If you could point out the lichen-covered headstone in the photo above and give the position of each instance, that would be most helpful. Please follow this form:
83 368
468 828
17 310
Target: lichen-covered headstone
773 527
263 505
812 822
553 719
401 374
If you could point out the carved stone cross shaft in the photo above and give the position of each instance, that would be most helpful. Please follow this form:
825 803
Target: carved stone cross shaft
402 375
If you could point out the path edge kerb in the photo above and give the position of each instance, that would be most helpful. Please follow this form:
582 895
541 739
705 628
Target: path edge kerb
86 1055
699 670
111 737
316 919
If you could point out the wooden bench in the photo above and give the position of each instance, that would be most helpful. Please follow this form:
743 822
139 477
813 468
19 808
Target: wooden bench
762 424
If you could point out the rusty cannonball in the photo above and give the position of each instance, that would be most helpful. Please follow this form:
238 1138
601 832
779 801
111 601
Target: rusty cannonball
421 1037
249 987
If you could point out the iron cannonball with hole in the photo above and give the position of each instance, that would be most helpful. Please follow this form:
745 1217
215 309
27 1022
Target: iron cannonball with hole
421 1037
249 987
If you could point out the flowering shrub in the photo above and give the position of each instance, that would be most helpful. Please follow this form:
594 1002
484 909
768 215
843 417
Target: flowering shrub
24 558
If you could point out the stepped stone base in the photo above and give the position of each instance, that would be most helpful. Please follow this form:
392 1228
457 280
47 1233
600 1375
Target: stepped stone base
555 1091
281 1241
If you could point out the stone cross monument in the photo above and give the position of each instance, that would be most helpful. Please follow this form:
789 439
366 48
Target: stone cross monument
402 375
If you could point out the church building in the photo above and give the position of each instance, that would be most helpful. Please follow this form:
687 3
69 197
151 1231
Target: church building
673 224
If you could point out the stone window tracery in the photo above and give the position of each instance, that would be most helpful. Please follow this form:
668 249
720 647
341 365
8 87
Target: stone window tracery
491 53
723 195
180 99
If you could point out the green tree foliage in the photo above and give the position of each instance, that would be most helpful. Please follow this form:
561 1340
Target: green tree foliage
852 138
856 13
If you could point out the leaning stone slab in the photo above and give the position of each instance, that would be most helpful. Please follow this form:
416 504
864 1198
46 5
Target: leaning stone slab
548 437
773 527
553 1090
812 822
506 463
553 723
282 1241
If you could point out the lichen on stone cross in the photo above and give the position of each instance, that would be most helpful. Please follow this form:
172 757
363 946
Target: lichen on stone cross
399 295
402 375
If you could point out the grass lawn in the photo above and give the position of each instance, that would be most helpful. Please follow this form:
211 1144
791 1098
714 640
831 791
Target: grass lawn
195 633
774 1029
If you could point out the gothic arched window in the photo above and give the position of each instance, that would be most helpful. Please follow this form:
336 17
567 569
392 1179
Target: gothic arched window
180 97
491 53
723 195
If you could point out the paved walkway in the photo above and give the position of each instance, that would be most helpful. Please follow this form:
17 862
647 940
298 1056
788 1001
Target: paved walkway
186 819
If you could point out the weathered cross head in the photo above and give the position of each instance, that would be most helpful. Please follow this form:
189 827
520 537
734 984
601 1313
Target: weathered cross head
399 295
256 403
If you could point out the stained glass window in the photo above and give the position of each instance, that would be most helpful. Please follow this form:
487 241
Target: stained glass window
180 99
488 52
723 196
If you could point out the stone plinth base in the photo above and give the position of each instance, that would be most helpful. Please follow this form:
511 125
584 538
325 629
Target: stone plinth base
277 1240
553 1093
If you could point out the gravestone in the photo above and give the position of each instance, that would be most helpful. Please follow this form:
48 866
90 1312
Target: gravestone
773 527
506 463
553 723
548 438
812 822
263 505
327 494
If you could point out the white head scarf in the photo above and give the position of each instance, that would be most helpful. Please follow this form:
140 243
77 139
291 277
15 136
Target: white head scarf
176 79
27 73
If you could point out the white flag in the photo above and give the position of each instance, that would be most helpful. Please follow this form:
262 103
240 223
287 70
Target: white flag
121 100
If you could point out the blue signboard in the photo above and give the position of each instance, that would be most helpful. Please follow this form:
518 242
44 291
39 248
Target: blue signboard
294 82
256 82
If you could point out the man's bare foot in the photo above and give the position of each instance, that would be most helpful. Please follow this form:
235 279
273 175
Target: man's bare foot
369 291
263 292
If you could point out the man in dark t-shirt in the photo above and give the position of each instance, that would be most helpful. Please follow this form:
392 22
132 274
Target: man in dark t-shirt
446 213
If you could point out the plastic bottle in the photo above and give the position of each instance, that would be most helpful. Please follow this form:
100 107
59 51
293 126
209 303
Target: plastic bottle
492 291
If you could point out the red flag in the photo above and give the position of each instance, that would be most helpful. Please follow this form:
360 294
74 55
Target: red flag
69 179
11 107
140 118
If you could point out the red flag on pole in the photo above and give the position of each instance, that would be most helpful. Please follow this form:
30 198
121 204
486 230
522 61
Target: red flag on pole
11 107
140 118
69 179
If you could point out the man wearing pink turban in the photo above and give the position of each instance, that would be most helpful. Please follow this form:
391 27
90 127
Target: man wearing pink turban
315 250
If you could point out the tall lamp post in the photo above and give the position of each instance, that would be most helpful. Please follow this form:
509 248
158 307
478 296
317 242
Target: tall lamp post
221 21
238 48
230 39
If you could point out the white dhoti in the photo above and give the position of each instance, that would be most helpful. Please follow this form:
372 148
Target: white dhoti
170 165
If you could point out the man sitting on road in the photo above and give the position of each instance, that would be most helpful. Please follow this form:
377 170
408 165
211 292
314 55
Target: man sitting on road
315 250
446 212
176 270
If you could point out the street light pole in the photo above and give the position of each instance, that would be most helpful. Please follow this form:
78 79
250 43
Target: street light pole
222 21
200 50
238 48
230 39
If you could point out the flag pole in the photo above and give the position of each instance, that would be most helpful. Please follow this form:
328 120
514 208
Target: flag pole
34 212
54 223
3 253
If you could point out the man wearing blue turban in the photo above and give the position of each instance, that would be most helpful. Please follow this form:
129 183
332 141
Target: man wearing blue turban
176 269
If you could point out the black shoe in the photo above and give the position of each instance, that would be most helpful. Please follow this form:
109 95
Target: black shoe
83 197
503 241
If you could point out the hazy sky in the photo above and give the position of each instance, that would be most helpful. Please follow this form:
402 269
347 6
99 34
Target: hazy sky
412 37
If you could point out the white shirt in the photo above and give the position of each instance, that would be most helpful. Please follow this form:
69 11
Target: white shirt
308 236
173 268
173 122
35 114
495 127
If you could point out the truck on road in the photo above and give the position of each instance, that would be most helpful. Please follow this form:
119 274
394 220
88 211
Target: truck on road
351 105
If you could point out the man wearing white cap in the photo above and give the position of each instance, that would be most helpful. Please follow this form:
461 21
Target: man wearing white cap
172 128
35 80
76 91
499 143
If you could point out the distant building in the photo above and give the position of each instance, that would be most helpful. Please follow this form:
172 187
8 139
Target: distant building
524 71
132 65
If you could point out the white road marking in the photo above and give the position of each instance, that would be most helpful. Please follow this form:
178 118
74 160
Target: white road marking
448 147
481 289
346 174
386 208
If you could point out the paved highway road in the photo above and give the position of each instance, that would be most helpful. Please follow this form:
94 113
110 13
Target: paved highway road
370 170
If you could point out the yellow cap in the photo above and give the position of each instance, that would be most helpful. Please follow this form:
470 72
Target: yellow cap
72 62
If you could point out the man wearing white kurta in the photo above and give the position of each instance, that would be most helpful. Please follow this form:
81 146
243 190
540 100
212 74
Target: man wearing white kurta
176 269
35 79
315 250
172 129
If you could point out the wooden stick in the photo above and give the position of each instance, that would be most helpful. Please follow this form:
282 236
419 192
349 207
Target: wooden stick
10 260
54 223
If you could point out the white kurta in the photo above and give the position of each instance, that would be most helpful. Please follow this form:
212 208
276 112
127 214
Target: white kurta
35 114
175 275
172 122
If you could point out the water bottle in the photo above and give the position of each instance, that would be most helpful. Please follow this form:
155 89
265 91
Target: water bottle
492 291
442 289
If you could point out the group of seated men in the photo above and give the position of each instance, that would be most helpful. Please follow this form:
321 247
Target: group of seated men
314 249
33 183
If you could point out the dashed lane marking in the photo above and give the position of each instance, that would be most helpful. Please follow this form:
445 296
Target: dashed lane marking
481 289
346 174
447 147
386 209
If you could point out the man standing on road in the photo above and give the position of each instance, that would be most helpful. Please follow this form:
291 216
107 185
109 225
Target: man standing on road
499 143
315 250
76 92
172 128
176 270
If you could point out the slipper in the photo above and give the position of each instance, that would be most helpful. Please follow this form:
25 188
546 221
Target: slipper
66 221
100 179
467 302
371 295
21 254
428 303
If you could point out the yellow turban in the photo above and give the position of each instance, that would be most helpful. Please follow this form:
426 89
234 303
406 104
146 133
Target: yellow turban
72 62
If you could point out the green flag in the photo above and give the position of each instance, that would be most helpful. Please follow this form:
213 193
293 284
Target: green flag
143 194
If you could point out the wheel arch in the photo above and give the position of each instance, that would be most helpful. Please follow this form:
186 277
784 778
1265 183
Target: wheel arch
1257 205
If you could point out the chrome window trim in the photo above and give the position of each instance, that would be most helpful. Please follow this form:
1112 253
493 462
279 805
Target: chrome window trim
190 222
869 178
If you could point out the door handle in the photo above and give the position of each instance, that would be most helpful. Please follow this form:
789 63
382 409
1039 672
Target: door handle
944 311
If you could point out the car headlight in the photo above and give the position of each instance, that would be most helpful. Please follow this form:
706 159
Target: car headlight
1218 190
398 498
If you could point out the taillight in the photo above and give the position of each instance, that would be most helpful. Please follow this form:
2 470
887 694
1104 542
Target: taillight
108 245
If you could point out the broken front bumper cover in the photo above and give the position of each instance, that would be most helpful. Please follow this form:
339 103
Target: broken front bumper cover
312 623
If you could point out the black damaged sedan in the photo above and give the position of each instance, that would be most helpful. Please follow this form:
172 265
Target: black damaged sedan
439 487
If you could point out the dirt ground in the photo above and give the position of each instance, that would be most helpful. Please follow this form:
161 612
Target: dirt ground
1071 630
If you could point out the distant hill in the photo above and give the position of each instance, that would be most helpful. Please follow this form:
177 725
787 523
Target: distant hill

§ Activity
Whenever a line of the data includes the word "hill", show that line in full.

§ Answer for the task
If you could point out the distant hill in the photo above and give the position of each instance, that would be most helpful. Please follow this form:
Target: distant hill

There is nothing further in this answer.